Problem statement
Please extract, word for word, only the lines of the records below starting at the line that contains "For full credit, report the bounding box of the string" and ending at the line that contains "0, 24, 145, 230", with both of those lines included.

Excerpts of bounding box data:
________________________________________

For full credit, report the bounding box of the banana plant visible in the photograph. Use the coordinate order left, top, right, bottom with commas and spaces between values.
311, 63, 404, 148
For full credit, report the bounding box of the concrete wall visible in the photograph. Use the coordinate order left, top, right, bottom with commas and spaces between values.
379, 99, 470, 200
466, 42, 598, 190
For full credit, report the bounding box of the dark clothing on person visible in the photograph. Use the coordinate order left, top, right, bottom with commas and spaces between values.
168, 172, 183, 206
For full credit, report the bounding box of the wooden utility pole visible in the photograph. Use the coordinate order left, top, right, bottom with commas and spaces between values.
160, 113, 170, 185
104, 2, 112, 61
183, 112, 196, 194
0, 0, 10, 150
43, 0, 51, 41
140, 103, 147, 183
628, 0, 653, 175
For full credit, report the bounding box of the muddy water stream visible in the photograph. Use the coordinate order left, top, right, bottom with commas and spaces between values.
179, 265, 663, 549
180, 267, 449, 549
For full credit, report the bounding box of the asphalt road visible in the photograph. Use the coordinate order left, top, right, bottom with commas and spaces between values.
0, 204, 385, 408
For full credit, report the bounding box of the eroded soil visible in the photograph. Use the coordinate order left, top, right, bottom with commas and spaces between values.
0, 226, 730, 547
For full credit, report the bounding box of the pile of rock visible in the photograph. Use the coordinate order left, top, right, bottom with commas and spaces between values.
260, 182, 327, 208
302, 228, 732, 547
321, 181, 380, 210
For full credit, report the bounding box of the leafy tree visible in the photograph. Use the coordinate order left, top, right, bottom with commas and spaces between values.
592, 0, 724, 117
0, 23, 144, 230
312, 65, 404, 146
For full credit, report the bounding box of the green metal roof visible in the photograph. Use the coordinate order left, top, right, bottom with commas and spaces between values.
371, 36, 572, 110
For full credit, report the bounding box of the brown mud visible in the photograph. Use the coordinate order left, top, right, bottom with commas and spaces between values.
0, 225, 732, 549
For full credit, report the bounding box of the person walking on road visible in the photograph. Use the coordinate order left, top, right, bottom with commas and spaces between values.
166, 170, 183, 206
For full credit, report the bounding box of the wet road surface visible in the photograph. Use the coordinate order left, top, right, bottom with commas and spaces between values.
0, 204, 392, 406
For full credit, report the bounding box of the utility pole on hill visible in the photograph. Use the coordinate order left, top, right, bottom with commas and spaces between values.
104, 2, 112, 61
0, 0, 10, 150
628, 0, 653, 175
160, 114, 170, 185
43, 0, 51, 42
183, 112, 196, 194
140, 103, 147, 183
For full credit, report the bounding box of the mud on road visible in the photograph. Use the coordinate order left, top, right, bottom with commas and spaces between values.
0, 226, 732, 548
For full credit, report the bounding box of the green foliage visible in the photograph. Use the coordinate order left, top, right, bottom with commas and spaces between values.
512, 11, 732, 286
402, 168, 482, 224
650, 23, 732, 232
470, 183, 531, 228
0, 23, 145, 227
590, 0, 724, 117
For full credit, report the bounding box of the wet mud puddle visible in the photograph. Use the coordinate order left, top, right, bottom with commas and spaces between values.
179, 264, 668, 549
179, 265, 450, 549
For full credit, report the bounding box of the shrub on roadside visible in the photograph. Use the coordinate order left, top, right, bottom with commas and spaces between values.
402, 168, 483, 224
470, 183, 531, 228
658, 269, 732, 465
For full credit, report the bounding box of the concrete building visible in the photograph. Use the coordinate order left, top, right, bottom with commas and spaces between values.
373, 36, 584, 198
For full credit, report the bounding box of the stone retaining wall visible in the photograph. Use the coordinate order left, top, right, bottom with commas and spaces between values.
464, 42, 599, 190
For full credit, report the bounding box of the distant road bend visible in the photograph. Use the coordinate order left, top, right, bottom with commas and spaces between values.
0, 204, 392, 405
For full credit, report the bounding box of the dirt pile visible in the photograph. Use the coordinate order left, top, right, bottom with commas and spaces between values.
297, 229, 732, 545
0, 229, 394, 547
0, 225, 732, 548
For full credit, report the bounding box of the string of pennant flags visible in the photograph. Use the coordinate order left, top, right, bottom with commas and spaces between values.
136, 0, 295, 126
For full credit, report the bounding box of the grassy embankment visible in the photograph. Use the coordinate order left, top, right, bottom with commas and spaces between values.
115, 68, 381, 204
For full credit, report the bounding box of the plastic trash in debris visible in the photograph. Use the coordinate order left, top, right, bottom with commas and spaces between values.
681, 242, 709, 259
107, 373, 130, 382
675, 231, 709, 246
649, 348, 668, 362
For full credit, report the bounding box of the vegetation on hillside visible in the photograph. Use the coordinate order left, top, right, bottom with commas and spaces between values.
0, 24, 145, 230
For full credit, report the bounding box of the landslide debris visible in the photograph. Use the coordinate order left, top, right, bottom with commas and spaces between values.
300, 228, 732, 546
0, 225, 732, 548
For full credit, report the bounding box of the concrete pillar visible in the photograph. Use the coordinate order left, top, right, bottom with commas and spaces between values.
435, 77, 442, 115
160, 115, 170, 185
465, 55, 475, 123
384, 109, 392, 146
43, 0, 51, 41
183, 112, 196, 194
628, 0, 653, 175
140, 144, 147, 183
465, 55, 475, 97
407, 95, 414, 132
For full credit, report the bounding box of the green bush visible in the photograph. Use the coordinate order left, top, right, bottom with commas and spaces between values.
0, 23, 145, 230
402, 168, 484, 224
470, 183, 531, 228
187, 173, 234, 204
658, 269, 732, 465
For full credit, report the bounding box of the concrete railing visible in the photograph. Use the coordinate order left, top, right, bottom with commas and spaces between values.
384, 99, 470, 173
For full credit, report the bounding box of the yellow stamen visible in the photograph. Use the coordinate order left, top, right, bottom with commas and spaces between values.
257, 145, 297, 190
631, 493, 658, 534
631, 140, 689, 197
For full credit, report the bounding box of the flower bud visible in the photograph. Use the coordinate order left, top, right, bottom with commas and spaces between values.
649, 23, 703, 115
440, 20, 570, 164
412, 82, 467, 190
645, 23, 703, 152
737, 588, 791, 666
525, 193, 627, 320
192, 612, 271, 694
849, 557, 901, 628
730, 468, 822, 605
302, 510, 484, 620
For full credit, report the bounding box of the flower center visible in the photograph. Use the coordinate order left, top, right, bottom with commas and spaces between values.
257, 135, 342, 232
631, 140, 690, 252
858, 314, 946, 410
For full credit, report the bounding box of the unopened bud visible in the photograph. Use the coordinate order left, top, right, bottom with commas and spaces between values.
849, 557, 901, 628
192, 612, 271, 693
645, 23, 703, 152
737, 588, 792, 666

________________________________________

Problem solution
For full credit, report the bounding box of the string of pennant flags visible in the photograph. Use the coordinate order left, top, right, bottom with commas and spaces between values.
136, 0, 295, 126
For full credit, report the bounding box of the grassy embankment visible in the photograph. Use the coordinate order left, top, right, bottom with commas and spaces between values.
115, 68, 381, 204
For full credit, report the bounding box of the plastic trash in debris visible in the photograph. Use the coordinate order left, top, right, bottom with commas and spaces between values.
681, 242, 709, 259
107, 373, 130, 382
675, 231, 709, 246
649, 348, 668, 362
For full credit, report the bounding box of the vegetation on hillside visible in the photograph. Use the coordinate order left, top, right, bottom with commas and spaces between values.
0, 24, 145, 230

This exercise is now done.